═════ RAW RECORDS
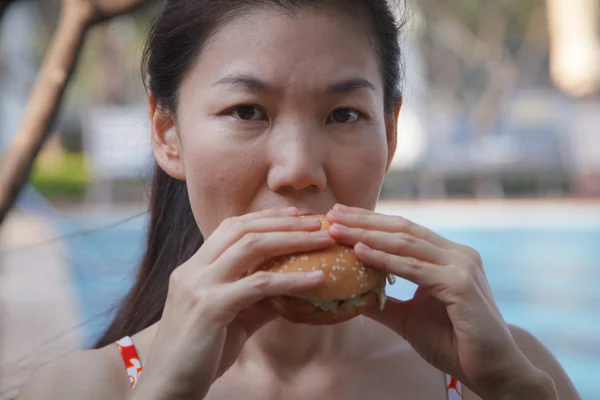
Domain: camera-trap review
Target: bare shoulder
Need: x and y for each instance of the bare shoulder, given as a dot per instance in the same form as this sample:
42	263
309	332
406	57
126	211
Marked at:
89	374
542	358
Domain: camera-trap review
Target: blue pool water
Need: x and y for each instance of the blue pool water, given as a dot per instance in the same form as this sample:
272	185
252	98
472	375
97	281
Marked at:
545	280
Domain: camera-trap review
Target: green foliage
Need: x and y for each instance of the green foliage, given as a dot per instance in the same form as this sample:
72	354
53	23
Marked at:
64	177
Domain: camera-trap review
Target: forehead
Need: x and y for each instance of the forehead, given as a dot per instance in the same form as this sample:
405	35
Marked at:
310	48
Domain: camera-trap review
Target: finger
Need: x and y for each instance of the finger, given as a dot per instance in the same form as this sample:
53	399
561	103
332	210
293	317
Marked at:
233	229
401	244
386	223
256	248
421	273
394	315
251	289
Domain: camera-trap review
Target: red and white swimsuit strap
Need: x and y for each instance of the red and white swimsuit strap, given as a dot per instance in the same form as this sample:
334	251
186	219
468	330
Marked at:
134	368
130	358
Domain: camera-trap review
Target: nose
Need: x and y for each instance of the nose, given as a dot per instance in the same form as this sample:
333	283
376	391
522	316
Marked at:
297	161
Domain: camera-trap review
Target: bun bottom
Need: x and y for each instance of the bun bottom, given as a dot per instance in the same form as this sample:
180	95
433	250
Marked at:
303	312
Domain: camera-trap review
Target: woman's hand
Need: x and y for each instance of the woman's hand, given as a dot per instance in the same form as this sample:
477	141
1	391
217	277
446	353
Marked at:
453	321
214	302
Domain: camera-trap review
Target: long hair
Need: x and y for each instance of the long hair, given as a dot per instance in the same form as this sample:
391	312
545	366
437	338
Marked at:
175	40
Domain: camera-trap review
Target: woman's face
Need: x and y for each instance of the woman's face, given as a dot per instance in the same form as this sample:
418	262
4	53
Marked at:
280	111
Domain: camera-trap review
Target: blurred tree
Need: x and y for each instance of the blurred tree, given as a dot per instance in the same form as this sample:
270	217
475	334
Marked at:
75	19
575	46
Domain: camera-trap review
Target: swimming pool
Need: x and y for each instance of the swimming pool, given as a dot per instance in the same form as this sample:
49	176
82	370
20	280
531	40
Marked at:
546	278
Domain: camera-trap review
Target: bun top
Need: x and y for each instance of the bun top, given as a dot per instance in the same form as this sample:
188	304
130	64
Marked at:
345	276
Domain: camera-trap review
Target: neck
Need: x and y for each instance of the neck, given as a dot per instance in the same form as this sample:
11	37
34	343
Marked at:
281	345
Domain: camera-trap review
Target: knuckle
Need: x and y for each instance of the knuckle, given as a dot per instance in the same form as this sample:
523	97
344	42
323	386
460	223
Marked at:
414	264
251	241
404	239
405	225
262	280
463	278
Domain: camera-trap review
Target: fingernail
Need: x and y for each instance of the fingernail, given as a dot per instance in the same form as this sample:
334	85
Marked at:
340	228
363	247
290	211
314	275
320	234
310	222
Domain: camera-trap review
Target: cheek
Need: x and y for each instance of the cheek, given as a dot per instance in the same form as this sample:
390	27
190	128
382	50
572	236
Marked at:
357	175
221	180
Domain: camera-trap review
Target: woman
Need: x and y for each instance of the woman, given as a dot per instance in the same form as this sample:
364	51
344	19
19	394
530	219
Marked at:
263	111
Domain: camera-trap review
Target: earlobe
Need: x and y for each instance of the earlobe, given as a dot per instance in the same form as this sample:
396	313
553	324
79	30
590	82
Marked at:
392	133
165	142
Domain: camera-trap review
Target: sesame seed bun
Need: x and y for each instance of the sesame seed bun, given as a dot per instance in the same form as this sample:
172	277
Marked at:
349	289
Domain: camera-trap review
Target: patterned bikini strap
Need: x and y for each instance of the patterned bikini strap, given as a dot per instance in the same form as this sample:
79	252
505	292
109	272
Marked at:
130	358
454	388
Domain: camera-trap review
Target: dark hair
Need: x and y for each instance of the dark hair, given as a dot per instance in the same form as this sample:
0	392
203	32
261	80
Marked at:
175	40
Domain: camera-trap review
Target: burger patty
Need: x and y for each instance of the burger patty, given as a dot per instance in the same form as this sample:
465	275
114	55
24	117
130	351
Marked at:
353	302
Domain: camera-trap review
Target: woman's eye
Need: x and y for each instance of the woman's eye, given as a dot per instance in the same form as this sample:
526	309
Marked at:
344	116
248	113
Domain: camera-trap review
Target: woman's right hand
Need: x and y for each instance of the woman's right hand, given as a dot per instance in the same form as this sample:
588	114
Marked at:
214	305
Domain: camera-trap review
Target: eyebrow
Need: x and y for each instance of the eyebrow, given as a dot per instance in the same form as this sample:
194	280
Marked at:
257	85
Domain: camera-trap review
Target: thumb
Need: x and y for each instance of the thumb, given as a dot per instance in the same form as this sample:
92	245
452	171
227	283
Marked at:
394	315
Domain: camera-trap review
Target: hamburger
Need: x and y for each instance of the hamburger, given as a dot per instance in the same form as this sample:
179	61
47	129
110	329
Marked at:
349	289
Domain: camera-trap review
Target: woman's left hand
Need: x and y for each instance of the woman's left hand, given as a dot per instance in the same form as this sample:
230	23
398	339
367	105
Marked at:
453	321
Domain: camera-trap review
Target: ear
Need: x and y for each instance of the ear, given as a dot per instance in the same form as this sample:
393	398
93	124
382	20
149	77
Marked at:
391	127
165	142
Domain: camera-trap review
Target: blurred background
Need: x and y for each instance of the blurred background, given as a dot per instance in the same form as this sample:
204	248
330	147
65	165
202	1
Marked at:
499	149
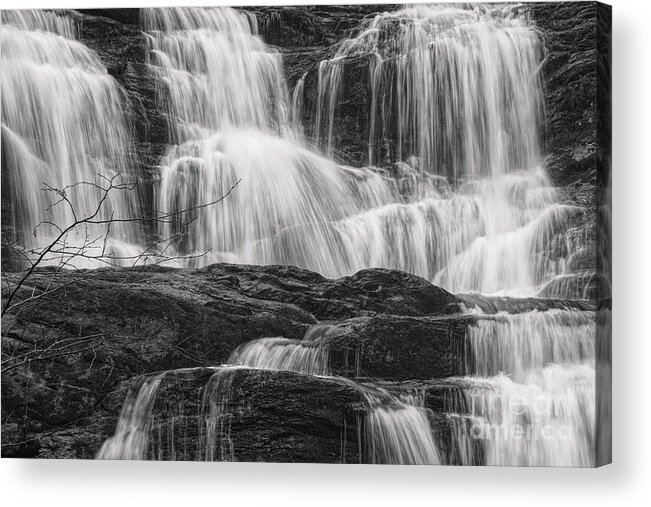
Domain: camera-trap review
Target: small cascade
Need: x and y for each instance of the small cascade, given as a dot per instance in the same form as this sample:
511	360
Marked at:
297	103
398	430
132	435
531	402
461	85
64	127
523	342
547	420
309	355
216	395
480	220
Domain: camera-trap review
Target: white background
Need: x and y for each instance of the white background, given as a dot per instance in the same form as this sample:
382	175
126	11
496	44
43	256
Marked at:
626	482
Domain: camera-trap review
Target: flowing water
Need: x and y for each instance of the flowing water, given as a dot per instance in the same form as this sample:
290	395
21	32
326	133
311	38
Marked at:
462	199
64	129
487	229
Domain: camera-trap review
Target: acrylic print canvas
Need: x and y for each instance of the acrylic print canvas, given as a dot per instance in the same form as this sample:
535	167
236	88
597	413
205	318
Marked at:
374	234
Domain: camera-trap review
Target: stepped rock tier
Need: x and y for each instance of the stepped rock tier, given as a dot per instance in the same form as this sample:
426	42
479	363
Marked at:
354	234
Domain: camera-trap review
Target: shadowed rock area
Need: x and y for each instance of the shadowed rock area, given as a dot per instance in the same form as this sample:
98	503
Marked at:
75	341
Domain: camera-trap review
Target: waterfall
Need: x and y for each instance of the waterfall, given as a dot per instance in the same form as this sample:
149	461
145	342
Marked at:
297	103
398	431
64	128
464	84
461	198
293	205
523	342
309	355
216	395
532	401
131	439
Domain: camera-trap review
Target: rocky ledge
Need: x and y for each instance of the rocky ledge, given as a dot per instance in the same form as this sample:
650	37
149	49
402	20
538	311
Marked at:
══════════
Return all of the data exactly as written, and drop the pictures.

#### TASK RESPONSE:
Domain: camera-trap review
Target: bare shoulder
Need: x and y for each instance of the bare shoulder, given as a dot per instance in the same form as this sample:
42	263
309	332
406	57
126	211
Marked at:
89	374
542	358
Domain: camera-trap review
Target: blue pool water
Need: x and y for each instance of the blue pool water, given as a dot per instance in the same form as this sample:
272	185
252	98
472	375
97	281
Marked at:
545	280
Domain: camera-trap review
Target: green foliage
Need: x and y for each instance of the green foliage, given as a dot per instance in the same form as this sample:
72	354
53	23
Marked at:
64	177
Domain: camera-trap review
Target: forehead
Need: x and y for each instance of the forehead, given as a dot per instance in the same form as this sample:
405	35
Marked at:
310	48
Domain: camera-trap review
Target: finger
Need: x and y for each instance of the finger, given as a dot per instance in the same form as this sample:
53	399
561	103
332	210
293	317
Marked at:
233	229
401	244
386	223
256	248
421	273
394	315
251	289
Domain: camera-trap review
Target: red and white swimsuit strap
Need: x and y for each instance of the red and white swimsuit strap, given as a dot per instance in the same form as this sample:
334	251
186	219
468	330
Marked at:
134	368
130	358
Domain: camera-trap review
Target: nose
Need: x and y for each instance of the nose, given as a dot per instance in the same form as this sample:
333	283
376	391
522	316
Marked at:
297	161
Domain: camera-trap review
Target: bun bottom
Need: x and y for each instance of the bun bottom, given as a dot per instance in the same form as this sample:
180	95
433	250
Marked at:
303	312
Domain: camera-trap review
Target: woman's hand
Need: x and y for each instance of the woman's hand, given as a dot per instance in the same form as this sample:
477	141
1	391
217	277
446	353
Marked at:
453	321
214	302
Domain: camera-trap review
Target: long hair
Need: x and y for each instance of the long hair, given as a dot per instance in the same form as this sample:
391	312
545	366
437	338
Marked at:
175	40
Domain: camera-trap review
Target: woman's face
Need: x and y for each instance of the woman's face, given as a dot per instance in the same form as this sample:
418	262
4	53
Marked at:
280	111
Domain: camera-trap review
Target: blurred tree
Need: x and y for each instance of the blurred tree, given as a dot per instance in the same form as this sample:
270	217
475	334
Marked at:
75	19
575	46
Domain: camera-trap review
Target: swimming pool
Need: x and y for each instance of the swimming pool, given as a dot per instance in the same form as this sample:
49	176
82	370
20	280
531	40
Marked at:
546	278
Domain: camera-trap review
Target: bun top
Need: x and y for each instance of the bun top, given as a dot per instance in the same form as this sample:
188	304
130	64
Marked at:
345	276
Domain: camera-trap review
Target: neck
Need: x and y for each instance of the neck, given as a dot per instance in the same form as this sample:
11	37
34	343
Marked at:
281	345
Domain: camera-trap review
Target: knuckle
Need: x and y for each instance of the knuckle, given as a dot per instance in the same form as this sample:
523	97
344	42
323	386
460	223
Marked at:
414	264
251	241
404	239
405	225
262	280
463	278
Domain: camera-trap review
Target: fingernail
Need: x and y for each instance of the fingernail, given as a dot per instance in the same form as this sample:
334	85
Marked at:
340	228
363	247
290	211
314	275
320	234
310	222
Domain: camera-trap review
Target: cheek
Need: x and y for each instance of the cheek, given as a dot per instance in the same form as this sample:
390	27
190	128
382	50
572	236
Marked at:
357	175
221	180
Domain: camera-trap review
Target: woman
Need: x and y for each instance of the woman, given as a dot per instance in the same form as this sample:
364	51
344	19
19	394
530	219
Marked at:
263	111
Domain: camera-trap review
Target: earlobe
Need: x and y for each instance of the earlobe, given as a dot per instance in the same form as this sample:
396	313
553	324
79	30
590	82
Marked at:
392	133
165	142
Domain: camera-trap review
Target: sesame seed bun
Need: x and y for each instance of the sesame seed bun, given as a dot per instance in the same form as this sample:
172	277
Marked at:
349	289
Domain: camera-trap review
Target: patterned bikini strap
Need: x and y for each instance of the patterned bikini strap, given as a dot per instance in the same form as this sample:
79	252
505	292
109	272
Marked at:
130	358
454	388
Domain: camera-trap review
Target: dark hair
Need: x and y for each instance of the dark hair, given as a dot per instance in the same form as this sample:
0	392
203	32
261	80
Marked at:
175	40
Domain: camera-trap review
Target: burger patty
Need: x and y for each instance of the burger patty, given as a dot per instance in the same form as this sample:
465	275
114	55
24	117
130	351
Marked at:
353	302
Domain: camera-trap review
Target: woman's eye
Need: x and y for each instance of the woman's eye, given as a dot per instance in the same form as this sample:
526	309
Marked at:
344	116
248	113
Domain: camera-trap review
Target: woman's right hand
Need: x and y for each instance of the woman's right hand, given as a dot per instance in the same form as this sample:
588	114
Marked at:
214	305
Domain: camera-trap review
Target: eyebrow
Need: x and y for each instance of the eyebrow, given as a dot per instance in the same form as this sample:
194	280
Marked at:
257	85
Domain: camera-trap review
Target: thumb
Need: x and y for each instance of the thumb, given as a dot per instance in the same form as this sample:
92	245
452	171
227	283
Marked at:
394	315
Domain: camera-trap review
Target: hamburger
Need: x and y for each instance of the hamburger, given as a dot per instance in the same form as this sample:
179	61
47	129
110	329
Marked at:
349	289
Domain: camera-trap review
Target: woman's left hand
Need: x and y for each instance of the woman's left hand, given as a dot per instance in the same form as this sample:
230	23
398	339
367	105
Marked at:
453	321
Domain: camera-trap review
Target: ear
Need: x and y for each instance of the ear, given as a dot per instance in the same form as this sample:
393	398
93	124
382	20
149	77
Marked at:
391	127
165	142
Domain: camera-trap review
Target: blurred background
Need: x and y for each instance of the blurred background, given as a dot per instance in the same form as this sample:
204	248
330	147
65	165
202	1
Marked at:
499	149
Domain: camera-trap review
Target: small cascade
Need: x and y for each instance of the small cascade, given as a dot per instance in the same form as this sample:
511	360
Marked at:
297	103
398	430
132	435
531	402
461	85
64	127
523	342
547	420
309	355
216	395
480	220
Domain: camera-trap review
Target: white background
Need: x and y for each instance of the white background, given as a dot per instance in the same form as this sample:
382	175
126	11
496	44
43	256
Marked at:
626	482
Domain: camera-trap review
Target: flowing water
Need: x and y for each instance of the flowing water, given as a dot per instance in the same form as this sample:
290	395
21	32
326	133
311	38
Marked at:
462	199
64	129
487	229
Domain: camera-trap review
Target: acrylic print canvas
Need: x and y for each instance of the acrylic print canvas, given as a dot per instance in the same form as this sample:
535	167
236	88
597	413
205	318
Marked at:
374	234
Domain: camera-trap review
Target: stepped rock tier
Need: x and y for each instance of the stepped rock tier, given as a dot per instance in the same form as this sample:
426	42
479	363
Marked at:
354	234
Domain: camera-trap review
Target: shadowed rock area
Need: x and y for each instance of the shadowed rock area, given as a dot per instance in the same form as this sample:
98	503
Marked at:
75	341
Domain: camera-trap review
Target: waterfall
Need: x and y for each instance of the waterfall, given as a dot per instance in the same form as this sample:
149	461
145	342
Marked at:
297	103
398	431
64	128
464	84
461	198
293	205
523	342
309	355
216	395
532	401
131	439
Domain: camera-trap review
Target: rocky ledge
Need: x and y for each instance of the rocky ledge, given as a dot per instance in the same form as this sample:
650	37
149	49
402	20
538	311
Marked at:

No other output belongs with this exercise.